- **Given exercise**: Count the lines in the listing below that contain the string "dirt", with case counting, and reply with only that number.

- **Record set**:
▬▬▬

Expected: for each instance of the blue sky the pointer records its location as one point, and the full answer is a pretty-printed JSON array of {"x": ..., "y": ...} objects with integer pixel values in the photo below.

▬▬▬

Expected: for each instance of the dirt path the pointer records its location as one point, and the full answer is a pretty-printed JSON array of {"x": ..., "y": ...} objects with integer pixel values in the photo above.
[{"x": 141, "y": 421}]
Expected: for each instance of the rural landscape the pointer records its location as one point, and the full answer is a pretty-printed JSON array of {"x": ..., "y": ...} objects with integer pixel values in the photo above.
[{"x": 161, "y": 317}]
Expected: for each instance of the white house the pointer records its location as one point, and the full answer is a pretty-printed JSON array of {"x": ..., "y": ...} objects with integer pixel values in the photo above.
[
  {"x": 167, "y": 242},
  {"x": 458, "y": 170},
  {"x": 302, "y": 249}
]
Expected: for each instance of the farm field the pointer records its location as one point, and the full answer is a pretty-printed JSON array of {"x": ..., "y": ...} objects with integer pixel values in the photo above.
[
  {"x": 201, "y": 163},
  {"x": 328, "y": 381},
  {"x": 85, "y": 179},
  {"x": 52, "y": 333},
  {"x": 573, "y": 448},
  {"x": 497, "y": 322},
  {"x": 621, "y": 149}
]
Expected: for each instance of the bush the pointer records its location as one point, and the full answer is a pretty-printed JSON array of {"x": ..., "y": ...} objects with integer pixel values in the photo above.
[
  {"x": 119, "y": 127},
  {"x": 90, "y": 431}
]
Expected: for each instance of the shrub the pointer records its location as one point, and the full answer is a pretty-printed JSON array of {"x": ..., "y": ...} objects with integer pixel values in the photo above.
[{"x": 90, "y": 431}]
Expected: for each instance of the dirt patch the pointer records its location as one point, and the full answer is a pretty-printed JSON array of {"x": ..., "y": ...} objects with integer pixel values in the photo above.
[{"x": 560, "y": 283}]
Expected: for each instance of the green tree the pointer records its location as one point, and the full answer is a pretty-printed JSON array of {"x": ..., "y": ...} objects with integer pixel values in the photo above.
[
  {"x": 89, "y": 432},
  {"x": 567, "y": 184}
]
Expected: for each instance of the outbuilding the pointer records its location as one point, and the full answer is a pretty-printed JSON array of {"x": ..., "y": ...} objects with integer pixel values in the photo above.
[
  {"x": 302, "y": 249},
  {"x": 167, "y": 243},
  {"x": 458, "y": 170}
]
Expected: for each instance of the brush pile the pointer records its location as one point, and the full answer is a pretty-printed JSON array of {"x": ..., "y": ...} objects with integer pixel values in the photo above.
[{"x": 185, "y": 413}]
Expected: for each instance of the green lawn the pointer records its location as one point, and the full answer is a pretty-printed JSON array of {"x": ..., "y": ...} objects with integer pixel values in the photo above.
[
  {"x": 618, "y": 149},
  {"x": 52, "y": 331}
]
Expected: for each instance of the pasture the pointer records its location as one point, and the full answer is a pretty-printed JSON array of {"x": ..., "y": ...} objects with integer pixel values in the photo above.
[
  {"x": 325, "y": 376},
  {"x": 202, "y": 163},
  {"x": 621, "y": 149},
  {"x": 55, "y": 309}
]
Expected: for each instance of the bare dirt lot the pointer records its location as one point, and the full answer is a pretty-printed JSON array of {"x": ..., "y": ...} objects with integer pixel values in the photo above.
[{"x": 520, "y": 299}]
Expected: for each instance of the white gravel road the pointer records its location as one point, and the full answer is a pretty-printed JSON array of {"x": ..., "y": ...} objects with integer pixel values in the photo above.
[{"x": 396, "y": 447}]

▬▬▬

- **Task response**: 3